Martyrs Memorial Free Presbyterian Church is a symmetrical, free-standing, double-height redbrick church dating from 1969, designed by local architect Gordon McKnight and built by contractors McCarroll and Steenson of Belfast. Its foundation stones were laid on 14th October 1967 and the building opened on 4th October 1969. Rectangular in plan and facing west, it occupies a corner site on the east side of Ravenhill Road, between Ravenhill Gardens to the north and Ardenlee Avenue to the south. The listing covers the church itself together with its gates and railings.

EXTERIOR

The main body of the church is constructed in redbrick laid in stretcher bond, with a splayed redbrick plinth at the base. The roof is flat concrete with a metal lining, set back behind a concrete clerestory featuring arched window openings. Rainwater is discharged through lead-lined concrete spouts, with steel box hoppers and box guttering.

Segmental-headed window openings throughout are fitted with fixed-pane steel windows with steel sills.

The symmetrical west-facing front elevation is dominated by a triple-height gabled entrance projection with a pitched roof and stepped concrete verge. At the centre of this projection is a cast concrete rose window, above which is an applied metal clock face, and below which bronze lettering reads "Martyrs Memorial Free Presbyterian Church." At ground-floor level, the projection opens into three segmental-headed double-height arched openings forming a prostyle tetrastyle portico — that is, a projecting porch with four columns across its front — set on a terrazzo stepped platform. To either side of the portico, at ground-floor level, are seven slender loophole-style window openings with steel windows and steel sills. The vestibule is flat-roofed and abuts the gabled projection on both sides; across both cheeks of the vestibule run forty-two slender window openings of the same detailing, lighting the stairhalls.

§ **TO BE DONE**: Write the next part of the church description, starting right after its last sentence. The records have nothing to do with the church description.

§ **INFORMATION GIVEN**:
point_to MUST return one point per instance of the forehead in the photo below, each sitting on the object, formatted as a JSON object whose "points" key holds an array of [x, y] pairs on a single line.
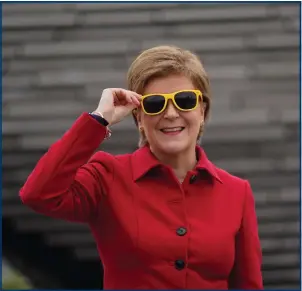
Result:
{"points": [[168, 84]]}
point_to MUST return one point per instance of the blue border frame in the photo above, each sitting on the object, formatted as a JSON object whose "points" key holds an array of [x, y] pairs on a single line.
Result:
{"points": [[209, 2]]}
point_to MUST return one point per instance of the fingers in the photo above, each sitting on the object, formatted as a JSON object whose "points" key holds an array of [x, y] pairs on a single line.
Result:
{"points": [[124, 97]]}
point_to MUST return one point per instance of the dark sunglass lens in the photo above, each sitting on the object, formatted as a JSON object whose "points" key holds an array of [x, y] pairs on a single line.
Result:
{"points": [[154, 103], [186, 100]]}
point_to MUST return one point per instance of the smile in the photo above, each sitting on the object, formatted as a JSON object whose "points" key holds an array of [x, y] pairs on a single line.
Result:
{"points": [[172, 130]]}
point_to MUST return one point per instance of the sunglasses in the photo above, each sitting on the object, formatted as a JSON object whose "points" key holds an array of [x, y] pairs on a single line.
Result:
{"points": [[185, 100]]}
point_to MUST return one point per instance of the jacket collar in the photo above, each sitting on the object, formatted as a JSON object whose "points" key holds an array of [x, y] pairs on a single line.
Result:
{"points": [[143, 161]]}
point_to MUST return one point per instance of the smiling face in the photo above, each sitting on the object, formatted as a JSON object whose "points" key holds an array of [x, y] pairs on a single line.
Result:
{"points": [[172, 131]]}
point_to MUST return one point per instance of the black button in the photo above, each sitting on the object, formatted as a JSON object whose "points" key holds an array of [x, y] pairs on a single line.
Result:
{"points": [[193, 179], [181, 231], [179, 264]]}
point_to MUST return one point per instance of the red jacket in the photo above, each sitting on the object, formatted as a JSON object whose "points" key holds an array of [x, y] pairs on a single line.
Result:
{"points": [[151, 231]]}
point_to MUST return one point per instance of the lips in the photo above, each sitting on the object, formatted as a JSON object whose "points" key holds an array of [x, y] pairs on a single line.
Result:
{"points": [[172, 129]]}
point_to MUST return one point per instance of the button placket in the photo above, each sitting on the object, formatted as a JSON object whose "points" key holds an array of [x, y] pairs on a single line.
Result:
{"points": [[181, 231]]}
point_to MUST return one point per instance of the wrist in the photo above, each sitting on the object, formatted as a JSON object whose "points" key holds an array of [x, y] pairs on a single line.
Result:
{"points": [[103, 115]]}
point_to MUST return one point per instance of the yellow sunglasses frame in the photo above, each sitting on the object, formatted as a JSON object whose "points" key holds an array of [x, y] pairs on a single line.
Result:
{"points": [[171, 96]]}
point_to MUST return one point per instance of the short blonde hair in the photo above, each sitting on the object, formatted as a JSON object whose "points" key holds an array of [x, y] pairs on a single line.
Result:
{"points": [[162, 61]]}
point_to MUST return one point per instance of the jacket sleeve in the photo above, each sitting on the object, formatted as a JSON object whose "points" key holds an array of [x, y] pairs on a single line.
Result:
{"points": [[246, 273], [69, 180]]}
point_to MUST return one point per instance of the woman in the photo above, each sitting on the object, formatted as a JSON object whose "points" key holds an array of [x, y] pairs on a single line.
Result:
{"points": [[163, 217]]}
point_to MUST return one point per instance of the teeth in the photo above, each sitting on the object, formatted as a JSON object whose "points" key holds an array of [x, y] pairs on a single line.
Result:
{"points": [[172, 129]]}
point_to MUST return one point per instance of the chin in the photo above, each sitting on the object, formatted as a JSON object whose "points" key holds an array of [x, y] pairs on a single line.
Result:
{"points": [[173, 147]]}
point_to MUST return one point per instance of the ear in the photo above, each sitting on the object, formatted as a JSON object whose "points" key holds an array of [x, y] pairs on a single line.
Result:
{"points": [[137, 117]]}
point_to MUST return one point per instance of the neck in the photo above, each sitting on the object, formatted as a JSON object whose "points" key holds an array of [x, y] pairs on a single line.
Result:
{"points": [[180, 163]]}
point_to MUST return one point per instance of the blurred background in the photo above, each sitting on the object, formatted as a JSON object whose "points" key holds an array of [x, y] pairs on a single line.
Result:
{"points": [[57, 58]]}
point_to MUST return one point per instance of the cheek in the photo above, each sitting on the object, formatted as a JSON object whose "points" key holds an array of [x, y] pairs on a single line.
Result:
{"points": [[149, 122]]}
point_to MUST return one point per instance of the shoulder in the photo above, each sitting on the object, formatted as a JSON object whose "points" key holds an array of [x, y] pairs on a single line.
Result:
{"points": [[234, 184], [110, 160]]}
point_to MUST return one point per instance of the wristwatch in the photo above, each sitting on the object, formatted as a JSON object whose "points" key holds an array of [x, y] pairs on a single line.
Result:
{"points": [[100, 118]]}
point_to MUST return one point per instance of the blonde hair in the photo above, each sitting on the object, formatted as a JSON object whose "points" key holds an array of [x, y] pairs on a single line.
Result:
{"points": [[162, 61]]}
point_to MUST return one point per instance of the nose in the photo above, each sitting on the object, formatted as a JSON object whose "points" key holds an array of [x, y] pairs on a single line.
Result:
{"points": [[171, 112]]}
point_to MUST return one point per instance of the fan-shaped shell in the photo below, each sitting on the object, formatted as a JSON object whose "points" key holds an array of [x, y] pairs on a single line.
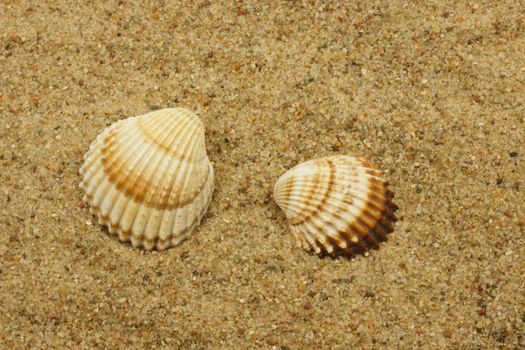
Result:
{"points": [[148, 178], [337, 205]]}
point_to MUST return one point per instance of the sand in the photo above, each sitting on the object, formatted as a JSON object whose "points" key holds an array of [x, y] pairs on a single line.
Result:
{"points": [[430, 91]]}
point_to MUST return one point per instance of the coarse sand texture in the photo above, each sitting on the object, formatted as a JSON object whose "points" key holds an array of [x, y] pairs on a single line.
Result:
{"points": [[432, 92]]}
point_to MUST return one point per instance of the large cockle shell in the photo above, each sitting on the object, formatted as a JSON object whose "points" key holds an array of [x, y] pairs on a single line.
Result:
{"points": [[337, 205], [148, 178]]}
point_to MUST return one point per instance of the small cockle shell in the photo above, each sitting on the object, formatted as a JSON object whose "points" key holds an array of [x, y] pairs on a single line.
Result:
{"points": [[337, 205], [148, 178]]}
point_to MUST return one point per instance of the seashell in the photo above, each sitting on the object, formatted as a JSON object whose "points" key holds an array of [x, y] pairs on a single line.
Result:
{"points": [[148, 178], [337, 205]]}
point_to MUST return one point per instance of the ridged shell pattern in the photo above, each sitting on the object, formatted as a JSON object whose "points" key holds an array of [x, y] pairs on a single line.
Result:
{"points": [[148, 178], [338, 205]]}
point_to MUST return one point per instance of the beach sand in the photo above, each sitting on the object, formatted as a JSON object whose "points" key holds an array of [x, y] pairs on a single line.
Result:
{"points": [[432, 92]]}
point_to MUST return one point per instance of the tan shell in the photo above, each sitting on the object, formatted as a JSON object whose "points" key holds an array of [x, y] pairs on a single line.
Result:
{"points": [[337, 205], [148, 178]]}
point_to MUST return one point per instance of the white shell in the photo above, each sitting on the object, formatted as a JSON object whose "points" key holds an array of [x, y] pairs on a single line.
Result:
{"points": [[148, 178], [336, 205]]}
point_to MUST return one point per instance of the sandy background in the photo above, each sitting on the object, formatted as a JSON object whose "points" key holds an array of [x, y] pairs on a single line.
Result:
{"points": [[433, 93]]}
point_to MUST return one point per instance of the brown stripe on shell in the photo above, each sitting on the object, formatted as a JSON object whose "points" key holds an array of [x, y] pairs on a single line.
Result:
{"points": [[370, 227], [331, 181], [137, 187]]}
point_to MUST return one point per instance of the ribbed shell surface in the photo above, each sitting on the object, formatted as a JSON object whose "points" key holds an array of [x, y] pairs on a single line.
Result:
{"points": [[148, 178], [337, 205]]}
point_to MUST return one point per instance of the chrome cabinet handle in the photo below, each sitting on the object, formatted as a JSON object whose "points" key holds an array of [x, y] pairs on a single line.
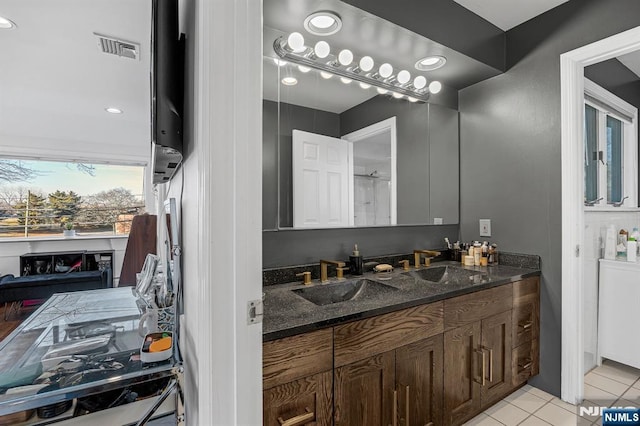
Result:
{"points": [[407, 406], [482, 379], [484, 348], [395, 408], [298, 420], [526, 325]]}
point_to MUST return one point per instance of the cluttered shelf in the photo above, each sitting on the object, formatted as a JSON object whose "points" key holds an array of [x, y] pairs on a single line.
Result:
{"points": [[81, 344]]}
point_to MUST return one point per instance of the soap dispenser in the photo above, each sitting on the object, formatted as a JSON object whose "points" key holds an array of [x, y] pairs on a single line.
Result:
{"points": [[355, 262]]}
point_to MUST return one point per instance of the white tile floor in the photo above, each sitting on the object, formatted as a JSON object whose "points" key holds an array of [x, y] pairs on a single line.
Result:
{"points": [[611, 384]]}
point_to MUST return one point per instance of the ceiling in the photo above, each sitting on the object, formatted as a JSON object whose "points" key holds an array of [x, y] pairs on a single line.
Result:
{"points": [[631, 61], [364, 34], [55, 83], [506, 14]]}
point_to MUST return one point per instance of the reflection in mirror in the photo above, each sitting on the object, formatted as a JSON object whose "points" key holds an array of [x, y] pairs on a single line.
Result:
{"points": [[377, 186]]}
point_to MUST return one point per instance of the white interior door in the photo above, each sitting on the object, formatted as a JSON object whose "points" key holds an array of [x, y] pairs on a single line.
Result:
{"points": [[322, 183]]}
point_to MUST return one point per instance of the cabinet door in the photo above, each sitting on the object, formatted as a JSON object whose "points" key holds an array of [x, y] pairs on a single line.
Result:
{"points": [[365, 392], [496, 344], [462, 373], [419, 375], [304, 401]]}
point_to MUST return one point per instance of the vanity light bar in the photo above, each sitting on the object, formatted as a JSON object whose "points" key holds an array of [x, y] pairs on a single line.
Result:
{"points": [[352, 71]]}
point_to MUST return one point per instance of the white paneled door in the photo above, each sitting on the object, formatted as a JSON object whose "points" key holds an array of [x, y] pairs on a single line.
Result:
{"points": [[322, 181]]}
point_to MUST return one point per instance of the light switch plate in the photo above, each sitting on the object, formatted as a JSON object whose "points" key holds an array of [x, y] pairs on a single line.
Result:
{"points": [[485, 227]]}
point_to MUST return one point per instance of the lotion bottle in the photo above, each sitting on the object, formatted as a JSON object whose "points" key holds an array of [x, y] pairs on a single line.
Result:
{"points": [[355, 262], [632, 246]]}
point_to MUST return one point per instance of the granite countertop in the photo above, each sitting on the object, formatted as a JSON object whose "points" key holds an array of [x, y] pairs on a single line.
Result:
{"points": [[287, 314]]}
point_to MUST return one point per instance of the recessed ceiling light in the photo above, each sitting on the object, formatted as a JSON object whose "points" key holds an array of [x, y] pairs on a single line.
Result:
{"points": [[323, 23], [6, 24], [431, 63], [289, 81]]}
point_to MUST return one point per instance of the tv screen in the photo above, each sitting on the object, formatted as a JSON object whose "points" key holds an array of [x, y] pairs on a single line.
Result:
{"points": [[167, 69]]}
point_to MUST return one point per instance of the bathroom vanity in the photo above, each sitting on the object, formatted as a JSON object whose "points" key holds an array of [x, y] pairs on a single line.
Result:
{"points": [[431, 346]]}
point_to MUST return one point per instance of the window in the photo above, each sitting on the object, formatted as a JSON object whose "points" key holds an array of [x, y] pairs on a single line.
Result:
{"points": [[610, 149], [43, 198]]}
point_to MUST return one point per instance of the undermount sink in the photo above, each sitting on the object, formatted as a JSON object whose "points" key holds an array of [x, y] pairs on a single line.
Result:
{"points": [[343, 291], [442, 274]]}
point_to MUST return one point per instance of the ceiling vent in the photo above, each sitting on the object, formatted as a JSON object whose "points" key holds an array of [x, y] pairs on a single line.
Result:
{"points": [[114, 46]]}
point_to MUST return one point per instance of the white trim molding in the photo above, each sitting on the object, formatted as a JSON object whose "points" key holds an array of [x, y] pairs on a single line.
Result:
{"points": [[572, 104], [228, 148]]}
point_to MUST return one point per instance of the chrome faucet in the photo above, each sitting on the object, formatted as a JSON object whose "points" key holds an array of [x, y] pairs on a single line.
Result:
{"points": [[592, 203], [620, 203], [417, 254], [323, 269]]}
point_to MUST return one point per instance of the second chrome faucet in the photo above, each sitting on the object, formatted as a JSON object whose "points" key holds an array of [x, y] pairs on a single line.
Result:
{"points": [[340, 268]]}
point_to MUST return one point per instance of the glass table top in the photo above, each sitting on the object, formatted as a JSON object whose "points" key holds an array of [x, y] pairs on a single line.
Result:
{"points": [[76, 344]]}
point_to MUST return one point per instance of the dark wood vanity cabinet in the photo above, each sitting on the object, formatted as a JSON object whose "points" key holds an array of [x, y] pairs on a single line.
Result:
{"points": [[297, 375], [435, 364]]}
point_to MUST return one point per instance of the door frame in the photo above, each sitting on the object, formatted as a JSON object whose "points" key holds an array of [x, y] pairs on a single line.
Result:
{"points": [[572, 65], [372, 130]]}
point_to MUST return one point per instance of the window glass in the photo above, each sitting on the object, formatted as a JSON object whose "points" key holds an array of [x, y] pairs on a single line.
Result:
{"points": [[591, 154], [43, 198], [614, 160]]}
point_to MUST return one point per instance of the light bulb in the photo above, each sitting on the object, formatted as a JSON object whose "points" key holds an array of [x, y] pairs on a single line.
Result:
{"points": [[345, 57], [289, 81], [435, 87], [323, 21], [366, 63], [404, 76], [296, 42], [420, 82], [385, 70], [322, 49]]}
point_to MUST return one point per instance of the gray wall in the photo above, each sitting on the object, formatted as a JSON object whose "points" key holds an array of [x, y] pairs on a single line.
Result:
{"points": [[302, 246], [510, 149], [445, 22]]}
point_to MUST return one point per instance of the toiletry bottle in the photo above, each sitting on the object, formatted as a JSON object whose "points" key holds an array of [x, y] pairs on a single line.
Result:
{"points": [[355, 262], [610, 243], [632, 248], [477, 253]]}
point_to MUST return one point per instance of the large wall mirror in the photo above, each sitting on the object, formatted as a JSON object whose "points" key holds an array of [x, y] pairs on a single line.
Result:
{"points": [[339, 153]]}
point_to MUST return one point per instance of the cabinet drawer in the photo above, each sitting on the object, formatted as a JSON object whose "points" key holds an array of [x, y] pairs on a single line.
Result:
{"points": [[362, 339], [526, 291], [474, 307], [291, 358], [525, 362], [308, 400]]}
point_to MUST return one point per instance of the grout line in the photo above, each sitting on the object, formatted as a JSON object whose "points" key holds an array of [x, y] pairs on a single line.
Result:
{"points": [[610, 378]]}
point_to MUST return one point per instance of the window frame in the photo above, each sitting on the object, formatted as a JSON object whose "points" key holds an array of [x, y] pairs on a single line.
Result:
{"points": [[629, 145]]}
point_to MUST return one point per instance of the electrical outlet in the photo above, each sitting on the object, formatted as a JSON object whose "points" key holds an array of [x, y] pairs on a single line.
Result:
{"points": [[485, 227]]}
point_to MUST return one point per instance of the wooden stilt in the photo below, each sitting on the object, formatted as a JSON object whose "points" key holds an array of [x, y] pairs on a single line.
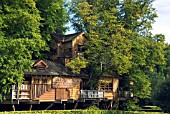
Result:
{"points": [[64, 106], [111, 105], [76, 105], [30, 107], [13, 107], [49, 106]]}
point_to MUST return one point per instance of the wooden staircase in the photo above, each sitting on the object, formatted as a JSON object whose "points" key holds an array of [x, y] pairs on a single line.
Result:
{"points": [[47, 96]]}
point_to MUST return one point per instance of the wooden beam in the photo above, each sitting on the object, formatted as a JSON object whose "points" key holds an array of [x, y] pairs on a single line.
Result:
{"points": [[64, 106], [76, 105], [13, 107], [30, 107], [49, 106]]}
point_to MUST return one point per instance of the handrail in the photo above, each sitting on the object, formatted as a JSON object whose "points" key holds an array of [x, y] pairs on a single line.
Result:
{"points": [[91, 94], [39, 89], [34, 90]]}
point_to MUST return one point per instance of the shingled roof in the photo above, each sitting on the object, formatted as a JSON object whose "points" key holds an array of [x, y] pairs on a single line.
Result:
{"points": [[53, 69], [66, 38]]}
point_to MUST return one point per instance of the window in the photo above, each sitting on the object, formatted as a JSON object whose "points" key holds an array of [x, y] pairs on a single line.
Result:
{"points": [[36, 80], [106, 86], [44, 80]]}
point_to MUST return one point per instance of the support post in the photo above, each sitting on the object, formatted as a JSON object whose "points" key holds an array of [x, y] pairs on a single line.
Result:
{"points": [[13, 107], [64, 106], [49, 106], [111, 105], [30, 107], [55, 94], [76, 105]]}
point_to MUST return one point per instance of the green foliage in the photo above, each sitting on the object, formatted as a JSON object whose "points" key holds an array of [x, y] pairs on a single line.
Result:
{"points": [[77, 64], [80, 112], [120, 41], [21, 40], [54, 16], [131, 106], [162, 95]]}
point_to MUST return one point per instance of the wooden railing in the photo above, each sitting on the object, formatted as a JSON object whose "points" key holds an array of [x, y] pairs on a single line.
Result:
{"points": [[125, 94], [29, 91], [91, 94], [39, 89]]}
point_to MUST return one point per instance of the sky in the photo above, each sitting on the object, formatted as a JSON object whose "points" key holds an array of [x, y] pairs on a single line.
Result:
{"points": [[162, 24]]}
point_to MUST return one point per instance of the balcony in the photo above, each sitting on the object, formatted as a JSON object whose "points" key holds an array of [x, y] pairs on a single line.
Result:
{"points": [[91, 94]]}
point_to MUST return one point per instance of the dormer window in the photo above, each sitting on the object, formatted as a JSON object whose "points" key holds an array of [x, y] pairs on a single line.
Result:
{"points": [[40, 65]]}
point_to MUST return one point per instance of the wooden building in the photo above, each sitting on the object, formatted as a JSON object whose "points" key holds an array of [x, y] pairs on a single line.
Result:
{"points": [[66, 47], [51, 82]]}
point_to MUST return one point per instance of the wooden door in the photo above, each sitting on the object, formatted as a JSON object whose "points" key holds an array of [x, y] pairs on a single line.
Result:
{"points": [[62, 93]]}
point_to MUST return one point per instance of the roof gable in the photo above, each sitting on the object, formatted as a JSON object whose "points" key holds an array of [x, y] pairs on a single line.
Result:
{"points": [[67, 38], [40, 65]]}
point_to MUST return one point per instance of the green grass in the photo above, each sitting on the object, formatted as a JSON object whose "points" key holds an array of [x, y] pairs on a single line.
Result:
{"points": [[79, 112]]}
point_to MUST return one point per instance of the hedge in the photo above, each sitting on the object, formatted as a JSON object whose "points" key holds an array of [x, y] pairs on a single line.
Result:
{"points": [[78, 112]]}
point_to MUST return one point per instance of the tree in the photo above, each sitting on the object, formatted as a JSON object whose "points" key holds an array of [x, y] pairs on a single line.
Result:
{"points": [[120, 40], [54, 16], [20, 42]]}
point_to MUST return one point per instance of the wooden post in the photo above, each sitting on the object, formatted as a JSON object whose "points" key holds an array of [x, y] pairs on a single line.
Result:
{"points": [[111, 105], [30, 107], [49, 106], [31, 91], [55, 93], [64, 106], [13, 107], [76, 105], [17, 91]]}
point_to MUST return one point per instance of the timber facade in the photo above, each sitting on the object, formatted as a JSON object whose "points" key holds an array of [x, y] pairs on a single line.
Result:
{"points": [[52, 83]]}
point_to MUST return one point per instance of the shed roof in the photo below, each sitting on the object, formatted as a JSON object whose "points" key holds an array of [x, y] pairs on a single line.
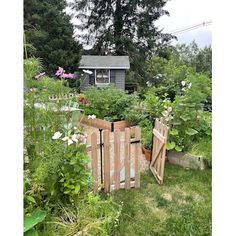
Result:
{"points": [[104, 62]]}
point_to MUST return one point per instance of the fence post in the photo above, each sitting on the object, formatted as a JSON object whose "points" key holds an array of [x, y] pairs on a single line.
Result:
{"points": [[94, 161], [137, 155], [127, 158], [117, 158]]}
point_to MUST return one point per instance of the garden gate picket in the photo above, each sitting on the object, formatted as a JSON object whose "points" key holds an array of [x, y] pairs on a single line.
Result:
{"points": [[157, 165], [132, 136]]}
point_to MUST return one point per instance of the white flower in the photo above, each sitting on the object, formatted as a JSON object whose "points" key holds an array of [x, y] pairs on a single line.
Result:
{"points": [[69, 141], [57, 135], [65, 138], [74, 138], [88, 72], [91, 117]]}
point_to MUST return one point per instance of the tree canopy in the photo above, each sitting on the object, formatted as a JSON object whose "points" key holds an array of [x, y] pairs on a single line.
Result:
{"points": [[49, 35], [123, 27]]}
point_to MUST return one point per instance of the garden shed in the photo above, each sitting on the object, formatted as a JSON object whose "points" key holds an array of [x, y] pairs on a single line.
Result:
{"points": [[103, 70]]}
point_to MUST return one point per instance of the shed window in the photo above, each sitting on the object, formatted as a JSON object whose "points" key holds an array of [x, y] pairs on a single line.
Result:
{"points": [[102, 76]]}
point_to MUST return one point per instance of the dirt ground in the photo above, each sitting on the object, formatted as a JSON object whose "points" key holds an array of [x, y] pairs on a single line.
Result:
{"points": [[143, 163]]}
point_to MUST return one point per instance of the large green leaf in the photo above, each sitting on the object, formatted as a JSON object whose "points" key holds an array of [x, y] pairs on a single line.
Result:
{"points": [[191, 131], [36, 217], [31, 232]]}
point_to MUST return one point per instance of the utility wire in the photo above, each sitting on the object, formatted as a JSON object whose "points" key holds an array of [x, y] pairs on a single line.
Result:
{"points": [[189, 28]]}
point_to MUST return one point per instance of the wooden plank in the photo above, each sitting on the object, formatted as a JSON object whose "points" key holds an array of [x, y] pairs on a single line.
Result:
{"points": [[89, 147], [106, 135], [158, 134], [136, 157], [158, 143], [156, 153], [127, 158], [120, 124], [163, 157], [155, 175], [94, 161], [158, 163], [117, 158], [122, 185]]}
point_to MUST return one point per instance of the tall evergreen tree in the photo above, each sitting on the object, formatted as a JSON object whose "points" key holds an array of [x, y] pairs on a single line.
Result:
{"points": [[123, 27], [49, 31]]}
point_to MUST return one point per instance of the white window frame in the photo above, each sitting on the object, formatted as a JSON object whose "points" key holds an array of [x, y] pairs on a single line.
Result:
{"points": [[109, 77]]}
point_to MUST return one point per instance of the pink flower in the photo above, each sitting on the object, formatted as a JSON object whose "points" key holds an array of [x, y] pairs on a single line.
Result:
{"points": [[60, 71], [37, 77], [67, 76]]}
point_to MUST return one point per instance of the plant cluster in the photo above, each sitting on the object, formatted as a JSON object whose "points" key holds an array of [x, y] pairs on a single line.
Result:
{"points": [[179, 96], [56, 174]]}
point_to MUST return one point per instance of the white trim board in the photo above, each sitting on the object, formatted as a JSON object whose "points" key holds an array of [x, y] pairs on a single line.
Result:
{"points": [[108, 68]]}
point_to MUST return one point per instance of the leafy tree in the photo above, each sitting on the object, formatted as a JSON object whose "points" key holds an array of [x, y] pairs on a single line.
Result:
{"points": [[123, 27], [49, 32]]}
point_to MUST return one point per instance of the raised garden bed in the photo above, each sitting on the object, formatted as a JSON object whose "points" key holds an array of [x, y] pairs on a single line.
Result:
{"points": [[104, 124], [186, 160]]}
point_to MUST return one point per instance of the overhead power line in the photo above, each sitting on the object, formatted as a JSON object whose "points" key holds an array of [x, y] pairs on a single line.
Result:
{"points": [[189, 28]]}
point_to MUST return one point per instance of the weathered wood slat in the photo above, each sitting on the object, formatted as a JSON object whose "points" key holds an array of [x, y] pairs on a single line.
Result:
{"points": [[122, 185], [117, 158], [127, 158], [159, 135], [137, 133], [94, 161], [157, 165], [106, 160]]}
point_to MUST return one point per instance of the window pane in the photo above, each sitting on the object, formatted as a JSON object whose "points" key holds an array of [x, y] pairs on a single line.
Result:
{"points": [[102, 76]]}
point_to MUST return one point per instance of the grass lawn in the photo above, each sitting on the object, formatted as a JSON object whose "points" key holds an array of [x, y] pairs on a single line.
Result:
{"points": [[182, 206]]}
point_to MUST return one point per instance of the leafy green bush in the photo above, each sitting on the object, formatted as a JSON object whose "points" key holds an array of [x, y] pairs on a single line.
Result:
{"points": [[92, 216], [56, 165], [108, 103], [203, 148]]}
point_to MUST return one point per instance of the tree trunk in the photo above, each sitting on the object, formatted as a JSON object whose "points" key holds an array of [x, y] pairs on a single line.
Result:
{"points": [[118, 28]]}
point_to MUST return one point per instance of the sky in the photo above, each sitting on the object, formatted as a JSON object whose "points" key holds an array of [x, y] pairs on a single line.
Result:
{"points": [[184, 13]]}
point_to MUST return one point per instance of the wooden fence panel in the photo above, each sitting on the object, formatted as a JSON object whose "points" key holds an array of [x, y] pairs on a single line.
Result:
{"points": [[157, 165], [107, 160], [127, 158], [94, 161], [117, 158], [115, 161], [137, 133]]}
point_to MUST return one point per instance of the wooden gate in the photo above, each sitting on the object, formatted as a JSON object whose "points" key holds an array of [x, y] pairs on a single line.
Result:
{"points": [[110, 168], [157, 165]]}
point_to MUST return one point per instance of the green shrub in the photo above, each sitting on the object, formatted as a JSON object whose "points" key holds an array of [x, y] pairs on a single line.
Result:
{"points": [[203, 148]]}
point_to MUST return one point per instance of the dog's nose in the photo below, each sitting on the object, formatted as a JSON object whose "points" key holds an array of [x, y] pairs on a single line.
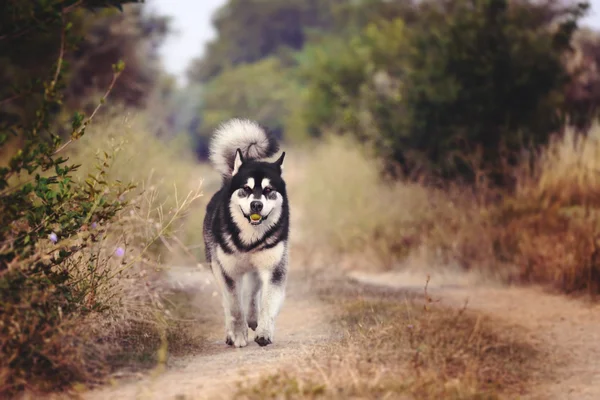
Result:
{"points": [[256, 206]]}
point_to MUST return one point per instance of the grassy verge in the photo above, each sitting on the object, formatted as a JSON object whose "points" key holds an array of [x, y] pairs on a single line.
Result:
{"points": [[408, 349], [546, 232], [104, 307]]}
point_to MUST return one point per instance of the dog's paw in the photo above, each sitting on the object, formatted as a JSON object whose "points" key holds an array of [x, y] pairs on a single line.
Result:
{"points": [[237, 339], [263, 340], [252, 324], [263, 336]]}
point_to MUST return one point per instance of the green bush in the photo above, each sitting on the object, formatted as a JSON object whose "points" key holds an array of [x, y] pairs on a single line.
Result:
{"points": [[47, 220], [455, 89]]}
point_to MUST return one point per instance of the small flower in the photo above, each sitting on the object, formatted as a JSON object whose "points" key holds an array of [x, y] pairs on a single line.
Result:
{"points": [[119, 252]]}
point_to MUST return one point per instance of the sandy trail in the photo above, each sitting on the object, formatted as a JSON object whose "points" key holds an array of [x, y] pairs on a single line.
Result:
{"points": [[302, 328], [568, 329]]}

§ **REPLY TO THE TASK**:
Within the portico, a full-height hardwood-framed glazed screen contains three square-headed door openings with deep hardwood architrave surrounds. These are fitted with double-leaf bronze doors bearing raised lettering quoting from Christian texts: one door carries a text from the Old Testament, one from the New Testament, and the central doors bear the fourteen theses of Martin Luther that gave rise to the Reformation.

The double-height north side elevation has eleven segmental-headed window openings at ground level, detailed as described above. The south side elevation matches the north.

The rear elevation features a recessed triple-height gable mirroring the front, also with a cast concrete rose window. It is abutted by a two-storey flat-roofed wing connecting the church to the later hall. To either side of this rear gable are three triangular projections, and a single segmental-headed door opening sits to either side of the gable.

A three-storey redbrick hall, built around 1997 and named the Paisley Jubilee Complex, is connected to the rear of the church.

SETTING

The front doors open onto the terrazzo platform and into a cobblelock forecourt enclosed on three sides by geometric steel railings and gates mounted on a low redbrick plinth wall with redbrick piers.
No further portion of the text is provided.